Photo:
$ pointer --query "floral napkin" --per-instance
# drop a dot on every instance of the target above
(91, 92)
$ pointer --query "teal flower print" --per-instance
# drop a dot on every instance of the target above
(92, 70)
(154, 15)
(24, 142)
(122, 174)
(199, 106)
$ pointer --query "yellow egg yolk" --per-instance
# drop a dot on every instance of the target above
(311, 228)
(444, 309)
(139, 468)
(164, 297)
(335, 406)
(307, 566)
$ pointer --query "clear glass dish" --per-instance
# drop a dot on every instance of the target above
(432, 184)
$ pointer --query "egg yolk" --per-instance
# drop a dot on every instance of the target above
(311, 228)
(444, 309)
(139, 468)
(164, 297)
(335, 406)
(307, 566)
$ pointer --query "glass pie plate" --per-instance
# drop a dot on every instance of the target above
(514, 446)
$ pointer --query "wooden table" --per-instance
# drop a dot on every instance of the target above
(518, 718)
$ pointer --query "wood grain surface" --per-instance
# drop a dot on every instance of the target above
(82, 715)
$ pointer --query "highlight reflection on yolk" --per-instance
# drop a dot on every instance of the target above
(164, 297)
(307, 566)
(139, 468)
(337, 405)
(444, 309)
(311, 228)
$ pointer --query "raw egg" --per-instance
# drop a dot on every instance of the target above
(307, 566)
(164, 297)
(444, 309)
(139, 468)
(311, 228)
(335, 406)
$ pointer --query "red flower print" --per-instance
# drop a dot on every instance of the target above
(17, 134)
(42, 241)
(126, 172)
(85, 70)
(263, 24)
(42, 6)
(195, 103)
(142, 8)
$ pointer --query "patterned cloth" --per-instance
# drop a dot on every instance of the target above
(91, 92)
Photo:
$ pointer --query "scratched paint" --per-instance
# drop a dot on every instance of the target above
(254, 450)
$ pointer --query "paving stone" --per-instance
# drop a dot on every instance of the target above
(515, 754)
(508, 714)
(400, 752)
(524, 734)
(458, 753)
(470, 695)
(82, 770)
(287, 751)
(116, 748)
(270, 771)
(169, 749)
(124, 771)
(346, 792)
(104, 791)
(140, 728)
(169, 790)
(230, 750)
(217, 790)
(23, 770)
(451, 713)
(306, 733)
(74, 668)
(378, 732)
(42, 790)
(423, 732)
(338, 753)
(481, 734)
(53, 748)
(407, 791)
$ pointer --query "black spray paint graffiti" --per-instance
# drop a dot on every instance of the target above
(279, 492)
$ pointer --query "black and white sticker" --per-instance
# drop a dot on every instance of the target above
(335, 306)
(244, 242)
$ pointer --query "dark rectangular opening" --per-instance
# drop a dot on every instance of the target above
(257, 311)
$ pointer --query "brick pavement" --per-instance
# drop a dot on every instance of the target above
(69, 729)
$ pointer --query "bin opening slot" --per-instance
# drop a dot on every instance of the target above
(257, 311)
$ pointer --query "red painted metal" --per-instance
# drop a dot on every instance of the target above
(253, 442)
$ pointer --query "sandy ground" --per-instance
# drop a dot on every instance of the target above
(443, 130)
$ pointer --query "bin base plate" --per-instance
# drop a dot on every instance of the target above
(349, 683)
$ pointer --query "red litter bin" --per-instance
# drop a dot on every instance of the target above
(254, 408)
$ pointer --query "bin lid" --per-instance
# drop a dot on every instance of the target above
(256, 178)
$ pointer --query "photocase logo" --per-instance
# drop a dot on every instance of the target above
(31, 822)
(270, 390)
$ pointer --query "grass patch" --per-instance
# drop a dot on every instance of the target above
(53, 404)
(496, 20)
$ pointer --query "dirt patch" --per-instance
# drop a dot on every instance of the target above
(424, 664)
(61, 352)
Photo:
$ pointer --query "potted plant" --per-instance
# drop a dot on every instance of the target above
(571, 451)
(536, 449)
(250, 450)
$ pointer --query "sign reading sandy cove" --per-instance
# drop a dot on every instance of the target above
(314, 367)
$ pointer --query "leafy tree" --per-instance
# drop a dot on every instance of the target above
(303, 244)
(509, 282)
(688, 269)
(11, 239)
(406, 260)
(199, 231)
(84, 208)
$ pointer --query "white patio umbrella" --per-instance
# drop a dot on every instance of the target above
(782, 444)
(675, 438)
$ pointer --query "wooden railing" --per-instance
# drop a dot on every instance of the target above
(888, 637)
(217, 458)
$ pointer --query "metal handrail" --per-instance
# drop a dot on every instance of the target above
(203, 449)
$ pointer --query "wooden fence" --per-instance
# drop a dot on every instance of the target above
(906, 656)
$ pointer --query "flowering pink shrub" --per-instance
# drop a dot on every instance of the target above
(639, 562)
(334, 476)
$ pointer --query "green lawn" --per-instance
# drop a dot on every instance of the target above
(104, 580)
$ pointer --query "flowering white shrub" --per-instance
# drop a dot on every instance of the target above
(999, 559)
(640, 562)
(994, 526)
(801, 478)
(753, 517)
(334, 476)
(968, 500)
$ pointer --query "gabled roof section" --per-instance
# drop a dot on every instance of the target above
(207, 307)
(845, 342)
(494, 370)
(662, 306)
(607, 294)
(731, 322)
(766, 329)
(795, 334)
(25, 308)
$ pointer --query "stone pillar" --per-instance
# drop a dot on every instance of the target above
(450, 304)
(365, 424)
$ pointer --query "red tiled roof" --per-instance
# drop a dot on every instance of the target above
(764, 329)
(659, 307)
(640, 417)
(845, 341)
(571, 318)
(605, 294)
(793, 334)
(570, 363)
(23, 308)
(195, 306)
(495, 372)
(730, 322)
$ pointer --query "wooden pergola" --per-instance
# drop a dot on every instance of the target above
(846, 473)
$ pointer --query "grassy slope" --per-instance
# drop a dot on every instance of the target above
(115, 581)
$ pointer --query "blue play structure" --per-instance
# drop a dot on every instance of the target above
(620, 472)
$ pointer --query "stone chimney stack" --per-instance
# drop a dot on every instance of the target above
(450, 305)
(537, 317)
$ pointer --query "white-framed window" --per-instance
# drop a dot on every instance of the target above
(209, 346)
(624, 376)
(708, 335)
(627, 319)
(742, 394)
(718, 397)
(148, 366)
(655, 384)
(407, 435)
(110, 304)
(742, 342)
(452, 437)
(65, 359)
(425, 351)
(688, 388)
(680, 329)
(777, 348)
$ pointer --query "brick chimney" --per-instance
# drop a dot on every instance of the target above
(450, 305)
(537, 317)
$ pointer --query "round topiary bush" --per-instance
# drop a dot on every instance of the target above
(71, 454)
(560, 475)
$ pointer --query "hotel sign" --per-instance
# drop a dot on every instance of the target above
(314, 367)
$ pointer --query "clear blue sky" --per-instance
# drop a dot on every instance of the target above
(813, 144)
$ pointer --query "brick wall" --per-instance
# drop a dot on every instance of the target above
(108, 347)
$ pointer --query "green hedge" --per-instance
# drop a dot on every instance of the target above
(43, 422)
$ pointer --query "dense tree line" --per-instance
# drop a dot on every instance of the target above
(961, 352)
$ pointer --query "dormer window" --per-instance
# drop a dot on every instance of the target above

····················

Quote the listing in full, please, keeping every line exact.

## Worked answer
Photo:
$ pointer --query "floral napkin" --per-instance
# drop a dot on every instance of the target above
(91, 92)
$ pointer --query "teal flower print" --per-instance
# drop a dot on every instance of the target above
(92, 70)
(154, 15)
(24, 142)
(122, 174)
(199, 106)
$ pointer --query "yellow egg yolk" --per-instance
# drop a dot on every instance of the target above
(311, 228)
(444, 309)
(139, 468)
(164, 297)
(335, 406)
(307, 566)
$ pointer --query "clear glass dish" --per-instance
# drop a dot on every instance of the target above
(432, 184)
$ pointer --query "egg yolk" --per-instance
# drop a dot on every instance of the target above
(311, 228)
(444, 309)
(139, 468)
(164, 297)
(335, 406)
(307, 566)
$ pointer --query "glass pie plate" --per-instance
# drop a dot on every instance of the target above
(514, 446)
$ pointer --query "wooden table" --per-instance
# drop a dot on every instance of the target above
(518, 718)
$ pointer --query "wood grain surface" --per-instance
# drop a dot on every instance of the target above
(82, 715)
$ pointer --query "highlight reflection on yolk" --per-instance
# drop a dot on every instance of the target above
(164, 297)
(307, 566)
(139, 468)
(337, 405)
(444, 309)
(311, 228)
$ pointer --query "raw egg" --per-instance
# drop a dot on every instance of the target above
(307, 566)
(164, 297)
(444, 309)
(139, 468)
(311, 228)
(335, 406)
$ pointer --query "red flower print" --per-instance
# drop a dot on every instance of the target above
(17, 134)
(42, 241)
(126, 172)
(85, 70)
(263, 24)
(42, 6)
(195, 103)
(142, 8)
$ pointer --query "patterned cloth" --per-instance
# drop a dot on every instance of the target above
(91, 92)
Photo:
$ pointer --query "scratched paint" --per-instance
# drop a dot on every instance of the target above
(254, 450)
$ pointer --query "paving stone" --per-instance
# drop a dot on every instance of the target above
(515, 754)
(508, 714)
(400, 752)
(524, 734)
(458, 753)
(470, 695)
(82, 770)
(287, 751)
(116, 748)
(270, 771)
(169, 749)
(124, 771)
(346, 792)
(104, 791)
(140, 728)
(169, 790)
(230, 750)
(217, 790)
(23, 770)
(451, 713)
(306, 733)
(74, 668)
(378, 732)
(42, 790)
(423, 732)
(338, 753)
(481, 734)
(53, 748)
(407, 791)
$ pointer --query "black spray paint graffiti" --per-instance
# drop a dot on every instance of the target above
(279, 492)
$ pointer --query "black and white sticker" --per-instance
# drop a dot on every instance of the target above
(335, 306)
(244, 242)
$ pointer --query "dark rectangular opening" --per-instance
# drop a dot on every instance of the target above
(257, 311)
$ pointer --query "brick pavement" --per-instance
# drop a dot on every instance of the target above
(69, 729)
$ pointer --query "bin opening slot" --per-instance
# drop a dot on every instance of the target above
(257, 311)
$ pointer --query "red painted metal" --per-instance
# drop a dot on every instance of the target above
(253, 442)
$ pointer --query "sandy ground" --per-instance
# drop a dot on every instance of the target above
(443, 130)
$ pointer --query "bin base plate" --per-instance
# drop a dot on every instance of the target above
(349, 683)
$ pointer --query "red litter bin" --per-instance
# drop a dot on every instance of the target above
(254, 408)
$ pointer --query "bin lid" --per-instance
# drop a dot on every instance of the target above
(256, 178)
$ pointer --query "photocase logo" --per-instance
# drop a dot on every instance of the target above
(31, 822)
(270, 390)
$ pointer --query "grass patch" --per-instance
# drop a dot on every instance of the target above
(53, 404)
(496, 20)
$ pointer --query "dirt patch" --per-instance
# drop a dot on every instance of the target above
(424, 664)
(61, 352)
Photo:
$ pointer --query "potted plant" --per-instance
# drop a dot on every instance of the target above
(571, 451)
(536, 449)
(250, 450)
$ pointer --query "sign reading sandy cove" --per-instance
# drop a dot on every instance of the target above
(314, 367)
$ pointer --query "leafy tree" --per-instance
# drop a dot on every instance of the target above
(303, 244)
(509, 282)
(688, 269)
(11, 239)
(406, 260)
(199, 231)
(84, 208)
$ pointer --query "white patio umbrella" --per-instance
# drop a dot on every instance of the target above
(782, 444)
(675, 438)
$ pointer --query "wooden railing" --per-instance
# drop a dot on every instance of the target above
(888, 637)
(217, 458)
$ pointer --query "metal handrail" --per-instance
# drop a dot on every instance of the target above
(203, 449)
$ pointer --query "wooden fence" --per-instance
# drop a dot on every instance of the target above
(906, 656)
$ pointer --query "flowering pink shrub" --per-instance
# drop a dot on every instance of the target above
(639, 562)
(334, 476)
$ pointer --query "green lawn" --per-instance
# drop a dot on every instance of the target above
(104, 580)
$ pointer --query "flowering white shrub" --per-instance
# drop a dot on every instance of the target above
(999, 559)
(640, 562)
(994, 526)
(801, 478)
(753, 517)
(334, 476)
(968, 500)
$ pointer --query "gabled roof section" --per-instance
# drop a dot on every instance of the target above
(207, 307)
(845, 342)
(494, 370)
(662, 306)
(607, 294)
(731, 322)
(766, 329)
(795, 334)
(25, 308)
$ pointer --query "stone pillar" --per-instance
# drop a dot on every instance of the target above
(450, 304)
(365, 424)
$ pointer --query "red tiled roof" --per-instance
# drop a dot on every instance of the target above
(764, 329)
(659, 307)
(640, 417)
(845, 341)
(571, 318)
(605, 294)
(793, 334)
(570, 363)
(23, 308)
(195, 306)
(495, 372)
(730, 322)
$ pointer --query "wooden pergola" --per-instance
# drop a dot on every instance of the target above
(846, 473)
$ pointer --query "grassy slope" --per-instance
# drop a dot on every instance of the target above
(115, 581)
$ pointer --query "blue play structure" --per-instance
# drop a dot on every instance of the target above
(620, 472)
$ pointer --query "stone chimney stack" --per-instance
# drop a dot on every instance of the target above
(450, 305)
(537, 317)
$ pointer --query "white-framed window" --per-instance
# drop a dot on every instance of the target above
(209, 346)
(624, 376)
(708, 335)
(627, 319)
(742, 394)
(718, 397)
(148, 366)
(655, 384)
(407, 435)
(110, 304)
(742, 342)
(452, 437)
(65, 359)
(425, 351)
(688, 388)
(680, 329)
(777, 348)
$ pointer --query "brick chimney" --per-instance
# drop a dot on every instance of the target above
(450, 305)
(537, 317)
$ pointer --query "round topiary bush" --per-instance
# drop a dot on every instance of the target above
(71, 454)
(560, 475)
$ pointer --query "hotel sign" --per-instance
# drop a dot on every instance of the target above
(314, 367)
$ pointer --query "clear blue sky" --per-instance
# drop a dot on every instance of the target above
(813, 144)
$ pointer --query "brick wall" --per-instance
# drop a dot on every instance of the target above
(108, 347)
$ pointer --query "green hedge" --per-instance
# drop a dot on every instance of the target above
(43, 422)
$ pointer --query "dense tree line" --per-instance
# drop a dot on every instance of the target above
(961, 352)
$ pointer --query "dormer window" --per-instance
# drop a dot on every instance of the target above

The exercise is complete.